SHORT EXERCISE: Gather every line below that contains the word "american" and copy each one out in full.

RECORDS SHOWN:

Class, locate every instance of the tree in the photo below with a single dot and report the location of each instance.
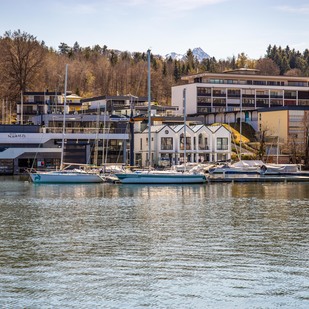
(22, 56)
(267, 66)
(64, 48)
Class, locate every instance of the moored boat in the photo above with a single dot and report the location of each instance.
(74, 176)
(161, 177)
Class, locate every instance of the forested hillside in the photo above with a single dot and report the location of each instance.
(27, 64)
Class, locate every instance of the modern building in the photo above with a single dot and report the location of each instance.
(168, 146)
(286, 131)
(239, 94)
(43, 103)
(97, 130)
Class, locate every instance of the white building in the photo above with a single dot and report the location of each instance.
(168, 146)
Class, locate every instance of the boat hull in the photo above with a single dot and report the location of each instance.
(144, 178)
(58, 177)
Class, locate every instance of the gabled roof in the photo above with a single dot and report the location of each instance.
(215, 128)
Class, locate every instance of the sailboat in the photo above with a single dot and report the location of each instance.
(161, 177)
(63, 175)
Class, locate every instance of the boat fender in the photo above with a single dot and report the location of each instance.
(263, 168)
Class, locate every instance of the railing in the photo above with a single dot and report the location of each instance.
(79, 130)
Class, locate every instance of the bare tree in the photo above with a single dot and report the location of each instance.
(267, 66)
(21, 57)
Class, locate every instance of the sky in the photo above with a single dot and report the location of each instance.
(222, 28)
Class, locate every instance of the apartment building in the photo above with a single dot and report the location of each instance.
(236, 94)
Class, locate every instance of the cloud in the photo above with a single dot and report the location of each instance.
(175, 5)
(185, 5)
(293, 9)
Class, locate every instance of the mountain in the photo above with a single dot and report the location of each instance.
(197, 52)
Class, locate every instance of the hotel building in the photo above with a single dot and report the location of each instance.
(227, 97)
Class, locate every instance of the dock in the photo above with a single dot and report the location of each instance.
(257, 178)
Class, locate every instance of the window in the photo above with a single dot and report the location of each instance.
(222, 143)
(166, 143)
(182, 142)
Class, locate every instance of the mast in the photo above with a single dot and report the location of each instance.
(149, 110)
(63, 122)
(184, 129)
(131, 123)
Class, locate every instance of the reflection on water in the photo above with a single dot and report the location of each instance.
(134, 246)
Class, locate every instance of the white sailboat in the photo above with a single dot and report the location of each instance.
(161, 177)
(62, 175)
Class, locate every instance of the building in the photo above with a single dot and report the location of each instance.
(286, 131)
(43, 103)
(168, 146)
(96, 130)
(239, 94)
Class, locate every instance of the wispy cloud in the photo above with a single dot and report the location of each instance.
(293, 9)
(186, 5)
(175, 5)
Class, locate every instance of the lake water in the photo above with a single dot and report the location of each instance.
(144, 246)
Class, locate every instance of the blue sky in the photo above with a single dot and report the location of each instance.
(222, 28)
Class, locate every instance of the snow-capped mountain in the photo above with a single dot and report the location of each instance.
(197, 52)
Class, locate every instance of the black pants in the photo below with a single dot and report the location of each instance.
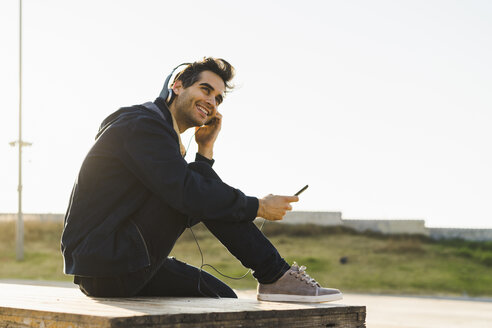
(170, 277)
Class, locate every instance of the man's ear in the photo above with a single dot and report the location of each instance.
(177, 87)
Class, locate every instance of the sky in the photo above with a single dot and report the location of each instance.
(383, 107)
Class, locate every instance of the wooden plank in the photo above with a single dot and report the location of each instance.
(61, 307)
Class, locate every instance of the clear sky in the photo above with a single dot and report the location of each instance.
(383, 107)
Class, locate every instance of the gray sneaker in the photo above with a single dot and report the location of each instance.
(297, 286)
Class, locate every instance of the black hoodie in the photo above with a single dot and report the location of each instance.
(136, 156)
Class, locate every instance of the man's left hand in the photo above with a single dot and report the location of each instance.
(206, 135)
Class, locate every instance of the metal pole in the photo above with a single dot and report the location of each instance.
(20, 223)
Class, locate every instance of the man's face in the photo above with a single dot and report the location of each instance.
(197, 104)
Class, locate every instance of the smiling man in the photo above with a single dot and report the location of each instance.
(135, 195)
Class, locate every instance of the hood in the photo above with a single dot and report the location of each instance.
(111, 119)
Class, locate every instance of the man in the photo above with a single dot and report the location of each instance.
(135, 195)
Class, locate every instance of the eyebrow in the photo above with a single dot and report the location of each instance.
(205, 84)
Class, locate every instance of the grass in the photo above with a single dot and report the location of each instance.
(399, 264)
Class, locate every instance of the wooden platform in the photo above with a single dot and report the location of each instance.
(62, 307)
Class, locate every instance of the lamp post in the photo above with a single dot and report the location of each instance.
(19, 234)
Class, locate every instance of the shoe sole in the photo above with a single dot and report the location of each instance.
(299, 298)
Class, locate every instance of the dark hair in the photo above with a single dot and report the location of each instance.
(219, 66)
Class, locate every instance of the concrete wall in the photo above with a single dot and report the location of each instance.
(319, 218)
(33, 217)
(467, 234)
(388, 226)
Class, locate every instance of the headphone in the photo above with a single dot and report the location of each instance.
(167, 93)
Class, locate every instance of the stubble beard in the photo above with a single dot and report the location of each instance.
(186, 109)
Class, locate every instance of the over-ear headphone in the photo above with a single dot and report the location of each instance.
(167, 93)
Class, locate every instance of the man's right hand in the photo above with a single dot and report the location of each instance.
(274, 207)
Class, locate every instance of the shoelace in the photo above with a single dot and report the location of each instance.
(301, 273)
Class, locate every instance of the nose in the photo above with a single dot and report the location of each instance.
(212, 102)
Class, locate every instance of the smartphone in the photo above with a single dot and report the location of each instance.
(301, 191)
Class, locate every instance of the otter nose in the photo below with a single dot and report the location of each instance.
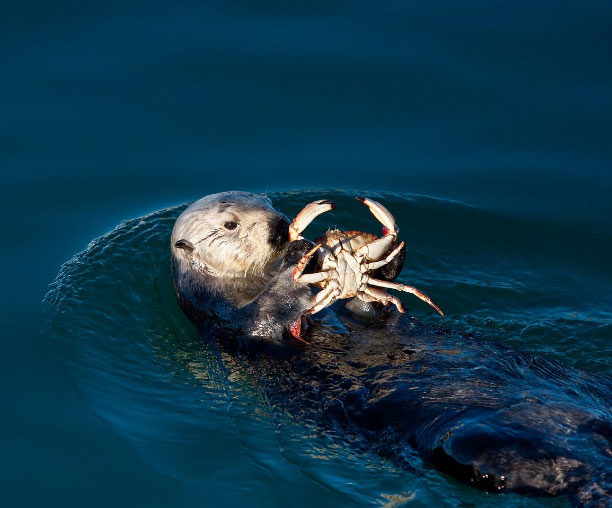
(279, 231)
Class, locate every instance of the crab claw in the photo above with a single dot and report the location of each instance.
(382, 214)
(377, 249)
(307, 215)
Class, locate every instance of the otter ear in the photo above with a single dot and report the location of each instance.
(184, 244)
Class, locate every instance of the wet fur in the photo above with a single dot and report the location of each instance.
(492, 417)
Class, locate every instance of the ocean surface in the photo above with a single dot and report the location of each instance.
(485, 127)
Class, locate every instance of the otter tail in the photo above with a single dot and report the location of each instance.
(597, 493)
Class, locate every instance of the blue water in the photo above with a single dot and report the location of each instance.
(500, 111)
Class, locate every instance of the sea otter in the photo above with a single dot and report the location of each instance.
(490, 416)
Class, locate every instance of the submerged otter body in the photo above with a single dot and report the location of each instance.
(489, 416)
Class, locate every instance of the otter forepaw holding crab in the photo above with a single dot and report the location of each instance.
(346, 260)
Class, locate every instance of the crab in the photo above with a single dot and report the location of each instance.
(346, 258)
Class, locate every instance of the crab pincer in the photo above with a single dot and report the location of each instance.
(345, 260)
(307, 215)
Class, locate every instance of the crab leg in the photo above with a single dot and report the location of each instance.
(406, 289)
(381, 295)
(377, 264)
(378, 248)
(307, 215)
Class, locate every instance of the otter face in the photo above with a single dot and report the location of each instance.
(234, 234)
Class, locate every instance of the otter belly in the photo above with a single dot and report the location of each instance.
(489, 416)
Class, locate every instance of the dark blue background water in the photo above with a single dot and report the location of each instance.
(112, 110)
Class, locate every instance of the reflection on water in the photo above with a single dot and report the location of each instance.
(197, 415)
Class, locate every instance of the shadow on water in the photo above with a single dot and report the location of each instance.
(198, 415)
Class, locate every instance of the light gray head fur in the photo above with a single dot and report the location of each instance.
(228, 235)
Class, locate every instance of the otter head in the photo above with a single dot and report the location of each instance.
(231, 234)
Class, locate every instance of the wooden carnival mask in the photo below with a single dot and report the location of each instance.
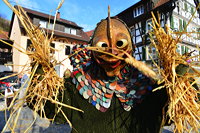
(112, 36)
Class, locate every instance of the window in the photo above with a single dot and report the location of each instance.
(180, 24)
(148, 25)
(43, 24)
(67, 50)
(172, 22)
(52, 46)
(151, 53)
(28, 46)
(50, 26)
(67, 30)
(73, 31)
(184, 25)
(185, 6)
(178, 49)
(138, 11)
(176, 23)
(192, 10)
(70, 30)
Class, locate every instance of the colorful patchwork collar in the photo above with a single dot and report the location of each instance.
(92, 83)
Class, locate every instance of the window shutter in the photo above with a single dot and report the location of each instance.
(184, 25)
(182, 50)
(172, 22)
(185, 6)
(186, 49)
(143, 53)
(180, 25)
(192, 10)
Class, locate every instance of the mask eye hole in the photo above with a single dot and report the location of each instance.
(122, 43)
(102, 44)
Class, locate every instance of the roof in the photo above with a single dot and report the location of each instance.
(82, 37)
(48, 16)
(3, 35)
(160, 2)
(89, 33)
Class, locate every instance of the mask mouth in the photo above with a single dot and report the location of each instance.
(112, 62)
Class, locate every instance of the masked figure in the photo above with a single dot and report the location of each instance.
(114, 96)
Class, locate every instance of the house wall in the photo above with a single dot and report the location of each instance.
(16, 37)
(61, 57)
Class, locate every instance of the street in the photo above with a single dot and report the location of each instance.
(26, 118)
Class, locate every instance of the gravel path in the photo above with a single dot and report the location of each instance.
(41, 125)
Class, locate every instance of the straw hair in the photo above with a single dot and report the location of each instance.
(44, 85)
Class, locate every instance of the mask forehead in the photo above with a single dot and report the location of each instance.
(110, 35)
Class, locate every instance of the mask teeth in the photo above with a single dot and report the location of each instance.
(109, 28)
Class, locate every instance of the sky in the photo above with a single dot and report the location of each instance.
(85, 13)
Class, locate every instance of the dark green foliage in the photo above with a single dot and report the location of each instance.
(4, 24)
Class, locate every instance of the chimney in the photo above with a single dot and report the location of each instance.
(58, 16)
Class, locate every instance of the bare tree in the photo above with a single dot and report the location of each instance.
(197, 5)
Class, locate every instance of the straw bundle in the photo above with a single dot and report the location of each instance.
(183, 107)
(44, 83)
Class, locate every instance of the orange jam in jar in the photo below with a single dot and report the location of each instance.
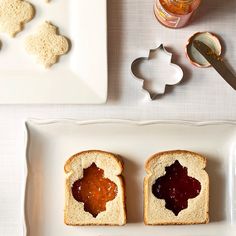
(175, 13)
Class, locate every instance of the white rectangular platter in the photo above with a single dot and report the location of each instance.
(80, 77)
(51, 143)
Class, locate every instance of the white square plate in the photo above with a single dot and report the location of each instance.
(80, 77)
(51, 143)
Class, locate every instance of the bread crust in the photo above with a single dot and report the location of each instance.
(157, 156)
(172, 152)
(118, 160)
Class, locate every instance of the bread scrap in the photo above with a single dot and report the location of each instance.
(156, 210)
(14, 14)
(47, 45)
(75, 170)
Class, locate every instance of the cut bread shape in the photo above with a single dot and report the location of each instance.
(47, 44)
(14, 14)
(74, 211)
(155, 209)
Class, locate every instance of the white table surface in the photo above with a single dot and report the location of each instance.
(133, 29)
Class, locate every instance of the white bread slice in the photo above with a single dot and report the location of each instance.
(155, 212)
(74, 213)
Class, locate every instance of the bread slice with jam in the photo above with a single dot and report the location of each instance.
(176, 189)
(94, 189)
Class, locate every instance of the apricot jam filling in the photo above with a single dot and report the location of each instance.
(176, 187)
(94, 190)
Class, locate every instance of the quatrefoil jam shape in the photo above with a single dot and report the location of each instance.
(94, 190)
(176, 187)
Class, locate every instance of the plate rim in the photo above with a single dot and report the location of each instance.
(35, 121)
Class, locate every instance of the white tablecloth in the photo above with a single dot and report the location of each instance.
(132, 30)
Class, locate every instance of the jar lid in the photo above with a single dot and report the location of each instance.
(192, 53)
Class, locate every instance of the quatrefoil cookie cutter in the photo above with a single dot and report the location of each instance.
(156, 71)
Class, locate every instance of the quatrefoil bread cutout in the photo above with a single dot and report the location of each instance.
(156, 71)
(176, 187)
(14, 14)
(94, 190)
(47, 45)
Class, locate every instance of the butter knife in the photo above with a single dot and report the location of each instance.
(217, 62)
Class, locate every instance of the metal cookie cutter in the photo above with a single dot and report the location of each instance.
(156, 71)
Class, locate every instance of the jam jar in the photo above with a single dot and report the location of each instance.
(175, 13)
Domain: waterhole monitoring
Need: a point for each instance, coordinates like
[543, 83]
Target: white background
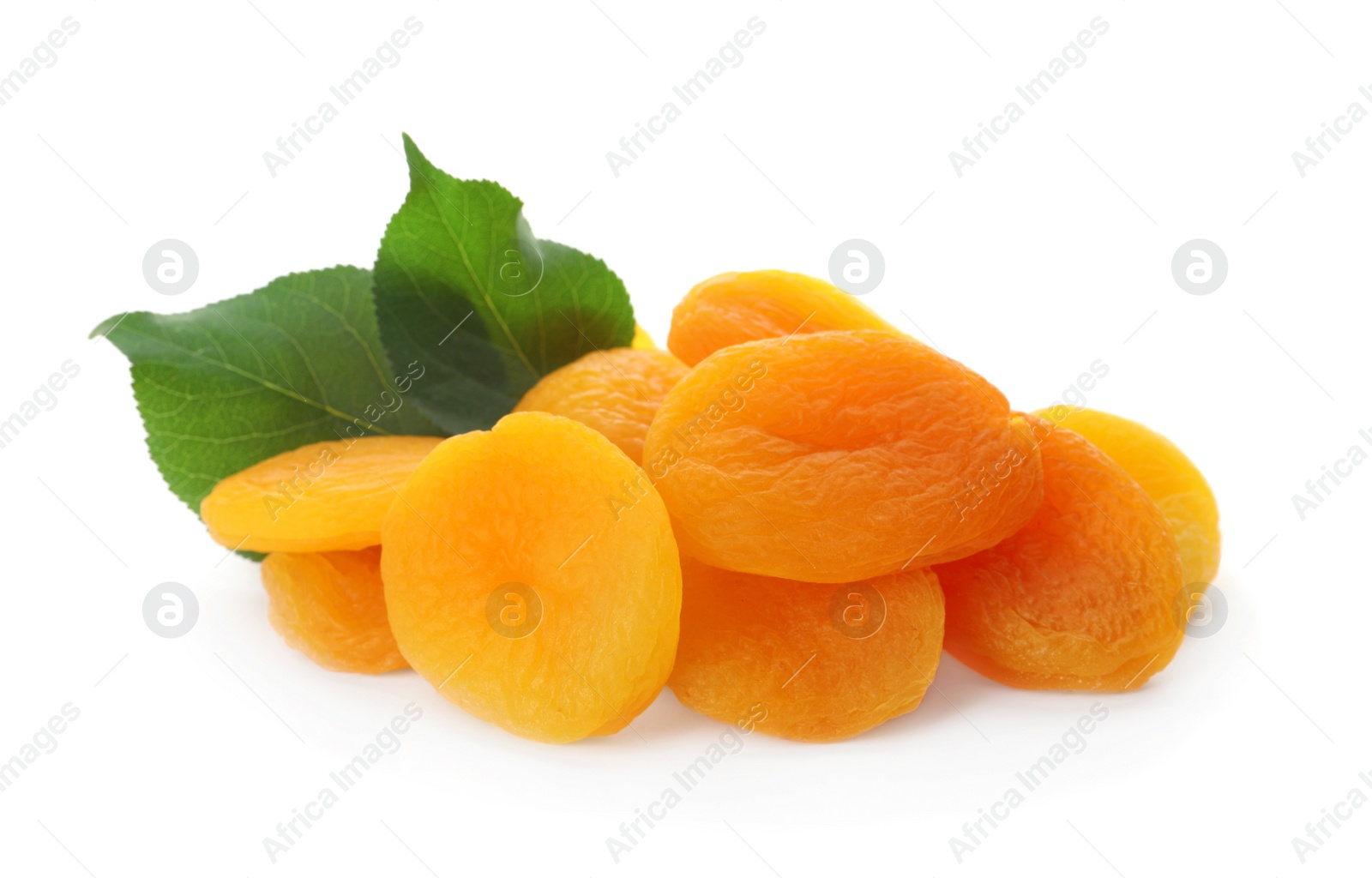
[1050, 253]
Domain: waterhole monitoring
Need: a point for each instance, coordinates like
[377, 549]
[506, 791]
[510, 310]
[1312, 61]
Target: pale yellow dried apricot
[320, 497]
[1086, 596]
[615, 393]
[747, 306]
[839, 456]
[521, 592]
[803, 660]
[331, 607]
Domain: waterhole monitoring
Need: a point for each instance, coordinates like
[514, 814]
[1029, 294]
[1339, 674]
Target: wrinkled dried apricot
[331, 607]
[803, 660]
[615, 393]
[748, 306]
[521, 592]
[1084, 596]
[320, 497]
[839, 456]
[1165, 473]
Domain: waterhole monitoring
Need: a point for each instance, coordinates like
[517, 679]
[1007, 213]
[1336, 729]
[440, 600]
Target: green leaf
[461, 283]
[240, 381]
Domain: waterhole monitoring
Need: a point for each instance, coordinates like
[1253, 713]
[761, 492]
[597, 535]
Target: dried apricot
[320, 497]
[1165, 473]
[839, 456]
[615, 393]
[642, 342]
[331, 607]
[521, 593]
[747, 306]
[1084, 596]
[803, 660]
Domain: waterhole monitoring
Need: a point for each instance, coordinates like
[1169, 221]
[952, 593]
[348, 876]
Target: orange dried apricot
[804, 660]
[322, 497]
[839, 456]
[615, 393]
[331, 607]
[1165, 473]
[1084, 596]
[747, 306]
[521, 593]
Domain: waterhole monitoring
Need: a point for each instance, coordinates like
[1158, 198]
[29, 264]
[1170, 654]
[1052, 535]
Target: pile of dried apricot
[785, 518]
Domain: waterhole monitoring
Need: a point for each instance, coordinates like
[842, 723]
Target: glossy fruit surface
[748, 306]
[839, 456]
[803, 660]
[519, 589]
[331, 607]
[615, 393]
[322, 497]
[1086, 596]
[1165, 473]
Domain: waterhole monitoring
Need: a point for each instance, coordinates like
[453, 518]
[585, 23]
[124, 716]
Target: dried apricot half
[747, 306]
[839, 456]
[1084, 596]
[1165, 473]
[804, 660]
[521, 592]
[331, 607]
[642, 342]
[320, 497]
[615, 393]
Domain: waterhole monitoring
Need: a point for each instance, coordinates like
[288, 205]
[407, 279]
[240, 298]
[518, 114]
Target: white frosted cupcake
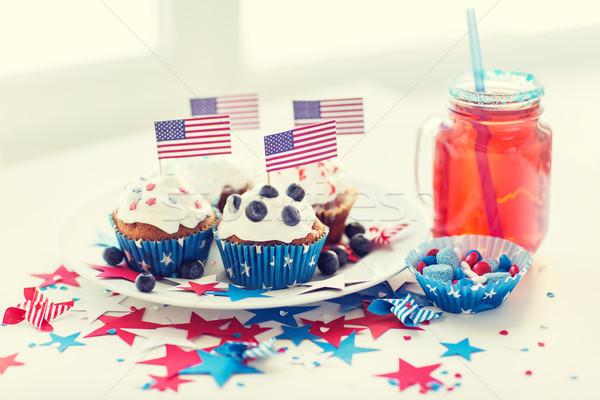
[160, 223]
[270, 237]
[327, 191]
[214, 177]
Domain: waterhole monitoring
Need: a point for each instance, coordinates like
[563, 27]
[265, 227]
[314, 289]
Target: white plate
[374, 206]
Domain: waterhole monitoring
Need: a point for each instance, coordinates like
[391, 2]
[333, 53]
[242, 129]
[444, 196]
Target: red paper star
[199, 289]
[9, 361]
[379, 324]
[331, 331]
[237, 332]
[116, 324]
[408, 375]
[175, 360]
[168, 382]
[199, 326]
[61, 275]
[120, 271]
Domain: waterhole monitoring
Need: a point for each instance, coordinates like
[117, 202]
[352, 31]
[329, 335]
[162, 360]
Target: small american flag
[193, 137]
[242, 109]
[347, 113]
[305, 145]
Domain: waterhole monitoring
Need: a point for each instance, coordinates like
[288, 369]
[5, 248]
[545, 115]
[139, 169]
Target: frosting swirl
[266, 217]
[165, 202]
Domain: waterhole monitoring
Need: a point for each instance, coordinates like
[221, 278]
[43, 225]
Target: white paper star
[166, 259]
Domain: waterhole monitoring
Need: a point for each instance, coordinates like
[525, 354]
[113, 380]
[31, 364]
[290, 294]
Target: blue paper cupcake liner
[465, 297]
[164, 257]
[269, 267]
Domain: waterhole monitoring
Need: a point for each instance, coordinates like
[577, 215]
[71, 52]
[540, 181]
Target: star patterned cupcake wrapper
[464, 296]
[164, 257]
[269, 267]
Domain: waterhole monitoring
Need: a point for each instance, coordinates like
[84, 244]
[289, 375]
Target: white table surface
[41, 193]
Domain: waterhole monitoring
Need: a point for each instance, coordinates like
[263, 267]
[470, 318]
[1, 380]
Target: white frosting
[272, 226]
[323, 181]
[164, 202]
[209, 175]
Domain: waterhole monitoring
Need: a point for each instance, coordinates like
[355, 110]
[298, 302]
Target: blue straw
[475, 51]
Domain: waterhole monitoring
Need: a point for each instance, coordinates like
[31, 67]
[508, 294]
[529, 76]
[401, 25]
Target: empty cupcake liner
[464, 296]
[164, 257]
[269, 267]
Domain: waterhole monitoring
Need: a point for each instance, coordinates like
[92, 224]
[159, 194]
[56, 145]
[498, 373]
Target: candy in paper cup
[164, 257]
[269, 267]
[465, 296]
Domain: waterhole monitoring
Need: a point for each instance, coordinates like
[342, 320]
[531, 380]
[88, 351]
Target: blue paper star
[219, 367]
[346, 350]
[235, 293]
[284, 315]
[462, 348]
[350, 301]
[64, 341]
[297, 335]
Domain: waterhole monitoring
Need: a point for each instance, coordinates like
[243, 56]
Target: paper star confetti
[331, 331]
[9, 361]
[221, 368]
[61, 275]
[120, 271]
[297, 335]
[379, 324]
[36, 309]
[405, 309]
[163, 383]
[462, 348]
[175, 359]
[235, 293]
[64, 342]
[336, 282]
[116, 325]
[199, 326]
[346, 349]
[283, 315]
[96, 302]
[408, 375]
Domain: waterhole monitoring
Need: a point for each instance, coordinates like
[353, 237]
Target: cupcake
[459, 287]
[160, 223]
[270, 237]
[214, 177]
[327, 191]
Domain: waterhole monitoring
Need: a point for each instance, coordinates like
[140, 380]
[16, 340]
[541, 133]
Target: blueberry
[192, 269]
[295, 191]
[145, 282]
[353, 229]
[268, 191]
[113, 256]
[360, 245]
[290, 215]
[342, 254]
[328, 262]
[256, 210]
[233, 202]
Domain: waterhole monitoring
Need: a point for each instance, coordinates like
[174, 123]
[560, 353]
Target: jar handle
[424, 159]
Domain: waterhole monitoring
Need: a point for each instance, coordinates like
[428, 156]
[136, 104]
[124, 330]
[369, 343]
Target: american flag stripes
[300, 146]
[36, 309]
[193, 137]
[242, 109]
[347, 113]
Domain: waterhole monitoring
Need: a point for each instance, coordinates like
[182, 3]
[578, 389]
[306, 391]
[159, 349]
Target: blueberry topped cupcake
[214, 177]
[327, 191]
[270, 237]
[160, 223]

WRITTEN RESPONSE:
Target: small american flag
Target: american flag stripes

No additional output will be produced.